= Supplied text =
Computerworld

All over bar the shouting …

Between my writing this column and it being published, the IT press and analysts will no doubt have kicked into overdrive on the final settlement in the US DoJ v Microsoft antitrust case and fed until either the bones are picked clean or a fresher and more interesting carcass falls into the water.
  • Jim Swanson (Unknown Publication)
  • 11 November, 2001 22:00

A couple of days ago (at the time of writing anyway – I do these things a week ahead of their publication date) the final settlement was reached in the US DoJ v Microsoft antitrust case.

Between my writing this column and it being published, the IT press and analysts will no doubt have kicked into overdrive and fed until either the bones are picked clean or a fresher and more interesting carcass falls into the water. Since the subject is Microsoft, all the usual suspects will push their usual barrows and we, the average Joes, will be left really none the wiser.

= Supplied records =

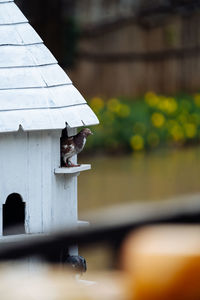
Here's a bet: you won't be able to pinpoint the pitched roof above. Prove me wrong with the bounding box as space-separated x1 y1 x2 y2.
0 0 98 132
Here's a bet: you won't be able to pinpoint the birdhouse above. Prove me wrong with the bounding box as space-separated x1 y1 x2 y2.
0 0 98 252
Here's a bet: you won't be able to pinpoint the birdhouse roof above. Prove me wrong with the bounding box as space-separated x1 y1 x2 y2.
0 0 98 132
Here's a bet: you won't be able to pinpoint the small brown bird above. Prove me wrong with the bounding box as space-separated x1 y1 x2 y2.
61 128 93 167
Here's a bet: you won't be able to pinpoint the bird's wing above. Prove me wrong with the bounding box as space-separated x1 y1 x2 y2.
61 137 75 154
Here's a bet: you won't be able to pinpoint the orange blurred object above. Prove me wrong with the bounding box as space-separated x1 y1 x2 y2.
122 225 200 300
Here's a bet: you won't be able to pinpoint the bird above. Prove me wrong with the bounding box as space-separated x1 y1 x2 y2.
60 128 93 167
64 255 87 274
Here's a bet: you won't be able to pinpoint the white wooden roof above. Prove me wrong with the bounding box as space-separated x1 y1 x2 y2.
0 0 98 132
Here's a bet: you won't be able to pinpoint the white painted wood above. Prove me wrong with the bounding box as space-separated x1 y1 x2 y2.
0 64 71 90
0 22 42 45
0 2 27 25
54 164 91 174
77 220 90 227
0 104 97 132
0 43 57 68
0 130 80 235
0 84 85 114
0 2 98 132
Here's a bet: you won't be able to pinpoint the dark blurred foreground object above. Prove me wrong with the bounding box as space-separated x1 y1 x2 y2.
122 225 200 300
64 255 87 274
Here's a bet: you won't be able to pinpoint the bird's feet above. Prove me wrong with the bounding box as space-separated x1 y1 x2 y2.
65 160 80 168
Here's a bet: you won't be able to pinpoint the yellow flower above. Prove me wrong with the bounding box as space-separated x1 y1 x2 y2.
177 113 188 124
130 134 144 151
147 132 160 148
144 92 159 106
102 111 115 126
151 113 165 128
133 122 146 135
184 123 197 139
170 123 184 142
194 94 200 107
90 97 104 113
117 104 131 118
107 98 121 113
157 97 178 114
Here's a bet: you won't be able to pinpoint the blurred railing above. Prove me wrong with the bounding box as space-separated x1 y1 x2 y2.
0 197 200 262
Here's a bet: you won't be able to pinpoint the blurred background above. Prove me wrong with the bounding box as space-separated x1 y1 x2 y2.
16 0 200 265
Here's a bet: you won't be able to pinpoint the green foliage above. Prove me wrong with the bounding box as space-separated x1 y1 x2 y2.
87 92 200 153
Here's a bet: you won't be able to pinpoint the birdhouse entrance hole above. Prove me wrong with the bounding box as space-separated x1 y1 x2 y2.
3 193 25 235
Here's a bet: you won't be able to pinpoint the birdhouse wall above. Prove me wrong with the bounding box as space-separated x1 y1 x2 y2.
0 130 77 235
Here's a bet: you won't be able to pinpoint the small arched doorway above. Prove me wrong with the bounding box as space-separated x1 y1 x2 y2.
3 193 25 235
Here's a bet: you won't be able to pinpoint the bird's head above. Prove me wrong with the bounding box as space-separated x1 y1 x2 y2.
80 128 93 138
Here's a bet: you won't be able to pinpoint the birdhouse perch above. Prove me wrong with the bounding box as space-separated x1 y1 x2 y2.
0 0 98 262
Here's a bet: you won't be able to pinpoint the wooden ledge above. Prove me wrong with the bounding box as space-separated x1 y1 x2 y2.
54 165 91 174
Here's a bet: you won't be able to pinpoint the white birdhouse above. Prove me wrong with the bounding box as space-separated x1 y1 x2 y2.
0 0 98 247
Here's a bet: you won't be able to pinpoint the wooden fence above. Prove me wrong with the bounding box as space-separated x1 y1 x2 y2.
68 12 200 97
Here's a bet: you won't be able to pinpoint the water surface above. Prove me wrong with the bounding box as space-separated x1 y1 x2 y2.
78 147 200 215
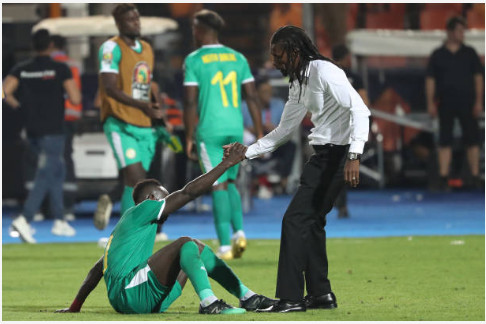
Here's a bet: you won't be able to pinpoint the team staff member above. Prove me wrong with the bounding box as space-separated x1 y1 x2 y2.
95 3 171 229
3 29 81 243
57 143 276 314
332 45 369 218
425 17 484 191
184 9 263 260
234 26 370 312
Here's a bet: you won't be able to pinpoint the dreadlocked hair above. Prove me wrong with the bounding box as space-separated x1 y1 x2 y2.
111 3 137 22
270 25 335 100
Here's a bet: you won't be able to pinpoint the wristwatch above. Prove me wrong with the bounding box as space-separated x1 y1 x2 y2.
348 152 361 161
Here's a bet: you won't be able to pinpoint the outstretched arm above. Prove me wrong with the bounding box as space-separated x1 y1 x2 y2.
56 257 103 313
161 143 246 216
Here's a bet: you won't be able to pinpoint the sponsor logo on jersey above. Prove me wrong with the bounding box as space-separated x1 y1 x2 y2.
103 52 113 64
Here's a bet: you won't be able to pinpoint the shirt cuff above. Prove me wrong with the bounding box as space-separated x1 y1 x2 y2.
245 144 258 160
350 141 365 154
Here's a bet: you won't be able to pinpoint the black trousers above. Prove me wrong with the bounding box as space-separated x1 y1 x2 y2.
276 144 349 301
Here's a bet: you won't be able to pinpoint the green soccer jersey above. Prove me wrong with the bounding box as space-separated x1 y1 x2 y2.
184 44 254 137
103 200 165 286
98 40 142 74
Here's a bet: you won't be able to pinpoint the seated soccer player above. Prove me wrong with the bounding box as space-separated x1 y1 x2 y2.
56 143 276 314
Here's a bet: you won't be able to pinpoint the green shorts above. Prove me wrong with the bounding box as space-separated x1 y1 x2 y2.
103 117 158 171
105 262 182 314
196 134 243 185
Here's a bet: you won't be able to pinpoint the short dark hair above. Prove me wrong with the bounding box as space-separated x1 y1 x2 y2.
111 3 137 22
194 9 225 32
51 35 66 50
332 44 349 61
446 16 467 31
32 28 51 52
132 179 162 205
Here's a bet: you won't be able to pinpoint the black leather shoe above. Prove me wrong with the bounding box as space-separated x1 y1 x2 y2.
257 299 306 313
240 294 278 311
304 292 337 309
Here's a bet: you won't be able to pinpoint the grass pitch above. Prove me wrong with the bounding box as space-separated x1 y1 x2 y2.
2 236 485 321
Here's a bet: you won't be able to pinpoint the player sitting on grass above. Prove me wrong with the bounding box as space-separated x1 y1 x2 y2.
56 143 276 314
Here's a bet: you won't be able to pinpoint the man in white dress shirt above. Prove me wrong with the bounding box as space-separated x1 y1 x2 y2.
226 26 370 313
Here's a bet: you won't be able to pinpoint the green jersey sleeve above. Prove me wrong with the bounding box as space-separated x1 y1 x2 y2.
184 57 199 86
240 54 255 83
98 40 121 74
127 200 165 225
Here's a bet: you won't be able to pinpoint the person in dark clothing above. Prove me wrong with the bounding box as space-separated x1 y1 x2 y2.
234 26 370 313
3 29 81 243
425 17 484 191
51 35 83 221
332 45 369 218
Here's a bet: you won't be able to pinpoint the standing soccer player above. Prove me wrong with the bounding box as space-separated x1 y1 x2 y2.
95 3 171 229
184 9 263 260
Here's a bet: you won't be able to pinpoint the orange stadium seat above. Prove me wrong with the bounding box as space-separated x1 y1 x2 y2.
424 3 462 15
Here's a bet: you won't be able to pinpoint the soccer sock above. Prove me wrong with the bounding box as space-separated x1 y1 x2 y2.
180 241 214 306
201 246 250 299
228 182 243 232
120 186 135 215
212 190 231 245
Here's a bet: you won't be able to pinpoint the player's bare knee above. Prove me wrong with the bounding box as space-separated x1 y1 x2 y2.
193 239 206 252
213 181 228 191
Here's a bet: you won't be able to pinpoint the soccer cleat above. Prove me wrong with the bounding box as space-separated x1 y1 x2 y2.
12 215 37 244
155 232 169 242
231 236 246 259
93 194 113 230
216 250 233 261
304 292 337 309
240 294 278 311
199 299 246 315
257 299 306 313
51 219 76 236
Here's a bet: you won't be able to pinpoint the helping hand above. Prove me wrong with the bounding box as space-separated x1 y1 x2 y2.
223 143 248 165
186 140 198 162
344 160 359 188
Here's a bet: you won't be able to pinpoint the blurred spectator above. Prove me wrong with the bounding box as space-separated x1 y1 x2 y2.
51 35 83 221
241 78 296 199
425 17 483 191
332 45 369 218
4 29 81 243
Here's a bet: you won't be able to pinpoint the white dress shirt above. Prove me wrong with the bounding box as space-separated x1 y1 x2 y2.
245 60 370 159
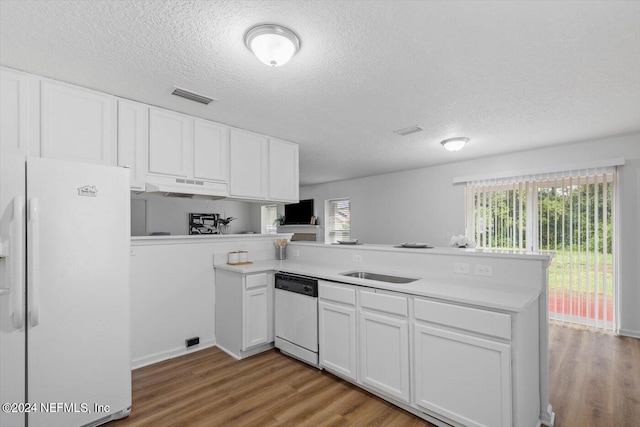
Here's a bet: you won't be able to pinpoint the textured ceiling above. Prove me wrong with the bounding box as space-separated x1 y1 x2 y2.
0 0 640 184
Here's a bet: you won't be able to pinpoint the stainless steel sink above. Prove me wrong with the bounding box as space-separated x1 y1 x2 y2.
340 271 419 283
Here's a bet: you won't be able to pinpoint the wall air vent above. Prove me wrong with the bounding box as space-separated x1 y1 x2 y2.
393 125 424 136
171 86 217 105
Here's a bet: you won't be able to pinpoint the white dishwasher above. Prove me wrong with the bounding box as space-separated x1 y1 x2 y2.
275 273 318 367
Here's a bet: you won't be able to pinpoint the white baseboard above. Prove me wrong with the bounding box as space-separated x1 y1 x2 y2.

= What to work on =
1. In the Microsoft antitrust column, how far ahead of its publication date does the writer say each column is written?
2. Resume the Microsoft antitrust column after its last sentence.

= Written responses =
1. A week ahead of the publication date.

2.
To be totally honest, I’d almost forgotten about the settlement being due but I was at a Guy Fawkes party with a Microsoft staffer with whom I occasionally indulge in an ale or three and, naturally enough, the subject of work came up. As soon as you start talking work with someone from Microsoft, the subject of the DoJ’s never far down the list.

Anyway, having not analysed the settlement document yet, he didn’t have an inside track into the whole thing either. In fact he was fairly blasé about it. His view is that Microsoft, like any successful business, will adapt to the new rules of engagement and continue to be successful. Why should it be any other way? Despite the fevered dreams of Scott McNealy, Larry Ellison and the open source guys, the DoJ’s role isn’t to regulate successful companies out of business. Nor is it its role to tell them how to do their business. That wouldn’t be very American now, would it?

The big beef is still the browser. Yes, Microsoft has shown that it will try and manipulate the content that is accessed via its browser. Yes, Microsoft has shown that it will try and guarantee the market penetration of its browser by embedding it in its market-dominating desktop operating system. And, as we all know, the browser is just the tip of the iceberg. So what? That’s really just trying to be a bit clever about how you do business. Let’s get real here, on the global scale of cynical corporate manipulation of people and marketplaces, Microsoft barely twitches the needle.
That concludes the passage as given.